[Entries from a pointing dataset]
======

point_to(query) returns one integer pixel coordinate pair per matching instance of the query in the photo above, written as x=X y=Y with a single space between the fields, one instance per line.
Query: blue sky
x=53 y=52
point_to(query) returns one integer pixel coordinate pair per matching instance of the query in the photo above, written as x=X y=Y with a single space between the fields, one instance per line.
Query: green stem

======

Copy out every line of the data above, word for word and without any change.

> [Output below]:
point_to(query) returns one integer pixel coordinate pair per matching instance of the query in the photo above, written as x=X y=Y with a single space between the fields, one instance per line.
Query: blue sky
x=53 y=52
point_to(query) returns one integer pixel coordinate pair per matching instance of the query in the photo above, written as x=X y=Y with a single space between the fields, one instance per line.
Query: green stem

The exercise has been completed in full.